--- START ---

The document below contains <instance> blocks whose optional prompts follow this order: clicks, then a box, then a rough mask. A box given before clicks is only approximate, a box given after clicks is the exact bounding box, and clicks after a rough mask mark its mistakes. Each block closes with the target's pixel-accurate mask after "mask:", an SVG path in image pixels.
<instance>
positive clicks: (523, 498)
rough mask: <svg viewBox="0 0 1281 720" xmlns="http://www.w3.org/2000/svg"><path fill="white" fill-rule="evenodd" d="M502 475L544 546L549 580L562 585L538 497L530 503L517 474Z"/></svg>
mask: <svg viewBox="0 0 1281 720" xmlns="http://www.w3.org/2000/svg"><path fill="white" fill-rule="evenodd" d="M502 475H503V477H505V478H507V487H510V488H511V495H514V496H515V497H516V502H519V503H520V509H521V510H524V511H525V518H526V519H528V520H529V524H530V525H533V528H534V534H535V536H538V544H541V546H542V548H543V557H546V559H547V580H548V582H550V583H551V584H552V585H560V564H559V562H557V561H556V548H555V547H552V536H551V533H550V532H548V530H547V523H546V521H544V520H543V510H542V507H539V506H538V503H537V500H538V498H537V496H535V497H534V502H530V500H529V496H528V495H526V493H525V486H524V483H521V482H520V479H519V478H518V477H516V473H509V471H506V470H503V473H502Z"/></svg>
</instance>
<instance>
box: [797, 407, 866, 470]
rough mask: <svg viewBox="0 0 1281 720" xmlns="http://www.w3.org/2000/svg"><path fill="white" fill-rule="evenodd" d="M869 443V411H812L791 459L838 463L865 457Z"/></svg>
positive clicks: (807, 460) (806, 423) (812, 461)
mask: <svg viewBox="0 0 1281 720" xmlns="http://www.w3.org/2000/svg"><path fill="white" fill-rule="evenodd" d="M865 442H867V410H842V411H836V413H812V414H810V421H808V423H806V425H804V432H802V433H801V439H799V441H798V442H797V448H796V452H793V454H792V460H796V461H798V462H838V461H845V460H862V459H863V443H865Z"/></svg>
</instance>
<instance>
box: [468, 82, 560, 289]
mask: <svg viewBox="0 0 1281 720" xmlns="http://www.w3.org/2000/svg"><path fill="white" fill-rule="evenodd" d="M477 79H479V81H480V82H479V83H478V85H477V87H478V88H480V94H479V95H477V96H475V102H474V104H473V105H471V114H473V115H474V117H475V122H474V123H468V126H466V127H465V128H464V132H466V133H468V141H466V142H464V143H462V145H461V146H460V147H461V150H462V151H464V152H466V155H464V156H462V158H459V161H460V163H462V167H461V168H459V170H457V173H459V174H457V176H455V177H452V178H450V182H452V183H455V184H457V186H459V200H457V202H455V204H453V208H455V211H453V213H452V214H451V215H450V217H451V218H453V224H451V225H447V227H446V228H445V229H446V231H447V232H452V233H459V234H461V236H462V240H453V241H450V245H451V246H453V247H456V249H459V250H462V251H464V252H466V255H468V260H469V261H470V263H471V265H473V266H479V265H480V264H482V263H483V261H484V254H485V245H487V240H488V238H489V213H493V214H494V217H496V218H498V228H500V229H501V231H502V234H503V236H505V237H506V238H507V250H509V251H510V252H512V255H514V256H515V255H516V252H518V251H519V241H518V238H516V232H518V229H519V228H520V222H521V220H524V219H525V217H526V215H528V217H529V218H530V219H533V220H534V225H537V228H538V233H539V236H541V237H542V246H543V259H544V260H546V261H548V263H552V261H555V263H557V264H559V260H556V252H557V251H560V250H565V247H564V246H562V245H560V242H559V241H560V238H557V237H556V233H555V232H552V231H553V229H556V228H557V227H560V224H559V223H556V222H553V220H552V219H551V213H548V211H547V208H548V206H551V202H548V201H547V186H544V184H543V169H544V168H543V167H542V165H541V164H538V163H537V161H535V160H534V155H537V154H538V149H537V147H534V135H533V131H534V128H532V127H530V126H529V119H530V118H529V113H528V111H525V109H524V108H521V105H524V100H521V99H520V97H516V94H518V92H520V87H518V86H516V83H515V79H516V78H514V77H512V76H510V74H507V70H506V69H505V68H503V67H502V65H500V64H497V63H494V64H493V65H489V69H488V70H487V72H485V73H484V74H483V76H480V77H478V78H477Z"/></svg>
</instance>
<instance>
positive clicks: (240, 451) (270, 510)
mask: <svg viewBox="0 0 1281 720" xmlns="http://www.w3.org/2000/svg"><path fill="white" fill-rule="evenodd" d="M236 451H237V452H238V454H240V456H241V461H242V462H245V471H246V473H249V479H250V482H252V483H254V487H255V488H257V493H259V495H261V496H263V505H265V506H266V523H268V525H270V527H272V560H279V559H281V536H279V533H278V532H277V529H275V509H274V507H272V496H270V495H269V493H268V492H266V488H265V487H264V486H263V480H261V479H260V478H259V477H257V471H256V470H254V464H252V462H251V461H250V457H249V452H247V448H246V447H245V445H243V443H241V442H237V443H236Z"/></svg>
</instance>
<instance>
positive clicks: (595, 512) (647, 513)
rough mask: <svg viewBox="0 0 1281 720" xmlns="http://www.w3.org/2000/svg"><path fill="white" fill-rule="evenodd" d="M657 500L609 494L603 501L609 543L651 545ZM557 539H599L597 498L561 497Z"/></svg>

--- END ---

**ACTIVITY:** Convert all of the data above into a JSON list of strings, one string per line, and leave out any blank lines.

**RESPONSE:**
[
  "The document below contains <instance> blocks whose optional prompts follow this order: clicks, then a box, then a rough mask. A box given before clicks is only approximate, a box given after clicks is the exact bounding box, and clicks after a rough mask mark its mistakes. Each block closes with the target's pixel-accurate mask after \"mask:\", an SVG path in image pixels.",
  "<instance>",
  "positive clicks: (523, 498)",
  "rough mask: <svg viewBox=\"0 0 1281 720\" xmlns=\"http://www.w3.org/2000/svg\"><path fill=\"white\" fill-rule=\"evenodd\" d=\"M502 475L544 546L549 580L562 585L538 497L530 503L517 474Z\"/></svg>",
  "mask: <svg viewBox=\"0 0 1281 720\" xmlns=\"http://www.w3.org/2000/svg\"><path fill=\"white\" fill-rule=\"evenodd\" d=\"M502 475H503V477H505V478H507V487H510V488H511V495H514V496H515V497H516V502H519V503H520V509H521V510H524V511H525V518H526V519H528V520H529V524H530V525H533V528H534V534H535V536H538V544H541V546H542V548H543V557H546V559H547V580H548V582H550V583H551V584H552V585H560V564H559V562H557V561H556V548H555V547H552V536H551V533H550V532H548V530H547V523H546V521H544V520H543V510H542V507H539V506H538V503H537V500H538V498H537V496H535V497H534V502H530V500H529V496H528V495H526V493H525V486H524V483H521V482H520V479H519V478H518V477H516V473H509V471H506V470H503V473H502Z\"/></svg>",
  "</instance>",
  "<instance>",
  "box: [797, 407, 866, 470]",
  "rough mask: <svg viewBox=\"0 0 1281 720\" xmlns=\"http://www.w3.org/2000/svg\"><path fill=\"white\" fill-rule=\"evenodd\" d=\"M869 443V411H812L791 459L838 463L865 457Z\"/></svg>",
  "positive clicks: (807, 460) (806, 423) (812, 461)",
  "mask: <svg viewBox=\"0 0 1281 720\" xmlns=\"http://www.w3.org/2000/svg\"><path fill=\"white\" fill-rule=\"evenodd\" d=\"M865 442H867V410H842V411H836V413H812V414H810V421H808V423H806V425H804V432H802V433H801V439H799V441H798V442H797V448H796V452H793V454H792V460H796V461H798V462H838V461H845V460H862V459H863V443H865Z\"/></svg>",
  "</instance>",
  "<instance>",
  "box: [468, 82, 560, 289]",
  "mask: <svg viewBox=\"0 0 1281 720\" xmlns=\"http://www.w3.org/2000/svg\"><path fill=\"white\" fill-rule=\"evenodd\" d=\"M477 79H479V81H480V82H479V83H478V85H477V87H478V88H480V94H479V95H477V96H475V102H474V104H473V105H471V114H473V115H474V117H475V122H474V123H468V126H466V127H465V128H464V132H466V133H468V141H466V142H464V143H462V145H461V146H460V147H461V150H462V151H464V152H466V155H464V156H462V158H459V161H460V163H462V167H461V168H459V170H457V173H459V174H457V176H455V177H452V178H450V182H452V183H455V184H457V186H459V200H457V202H455V204H453V208H455V211H453V213H452V214H451V215H450V217H451V218H453V224H451V225H447V227H446V228H445V229H446V231H447V232H452V233H459V234H461V236H462V240H453V241H450V245H451V246H453V247H456V249H459V250H462V251H464V252H466V255H468V260H469V261H470V263H471V265H473V266H479V265H480V264H482V263H483V261H484V254H485V245H487V240H488V238H489V213H493V214H494V217H496V218H498V228H500V229H501V231H502V234H503V236H505V237H506V238H507V250H509V251H510V252H512V255H514V256H515V255H516V252H518V251H519V241H518V238H516V232H518V229H519V228H520V222H521V220H524V219H525V217H526V215H528V217H529V218H530V219H533V220H534V225H537V228H538V233H539V236H541V237H542V246H543V259H544V260H546V261H548V263H552V261H555V263H557V264H559V260H556V252H557V251H560V250H565V247H564V246H562V245H560V242H559V241H560V238H557V237H556V233H555V232H552V231H553V229H556V228H557V227H560V224H559V223H556V222H553V220H552V219H551V213H548V211H547V208H548V206H551V202H548V201H547V186H544V184H543V169H544V168H543V167H542V165H541V164H538V163H537V161H535V160H534V155H537V154H538V149H537V147H534V135H533V131H534V128H532V127H530V126H529V119H530V118H529V113H528V111H525V109H524V108H521V105H524V100H521V99H520V97H516V94H518V92H520V87H518V86H516V83H515V79H516V78H514V77H512V76H510V74H507V70H506V69H505V68H503V67H502V65H500V64H497V63H494V64H493V65H489V69H488V70H487V72H485V73H484V74H483V76H480V77H478V78H477Z\"/></svg>",
  "</instance>",
  "<instance>",
  "positive clicks: (240, 451) (270, 510)",
  "mask: <svg viewBox=\"0 0 1281 720\" xmlns=\"http://www.w3.org/2000/svg\"><path fill=\"white\" fill-rule=\"evenodd\" d=\"M236 451H237V452H238V454H240V456H241V461H242V462H245V471H246V473H249V479H250V482H252V483H254V487H255V488H257V493H259V495H261V496H263V505H265V506H266V523H268V525H270V527H272V560H279V559H281V536H279V533H278V532H277V529H275V509H274V507H272V496H270V495H269V493H268V492H266V488H265V487H264V486H263V480H261V479H260V478H259V477H257V471H256V470H254V464H252V462H251V461H250V457H249V452H247V448H246V447H245V445H243V443H241V442H237V443H236Z\"/></svg>",
  "</instance>",
  "<instance>",
  "positive clicks: (595, 512) (647, 513)",
  "rough mask: <svg viewBox=\"0 0 1281 720\" xmlns=\"http://www.w3.org/2000/svg\"><path fill=\"white\" fill-rule=\"evenodd\" d=\"M657 500L609 494L603 501L609 543L651 545ZM557 539H599L597 498L561 497Z\"/></svg>"
]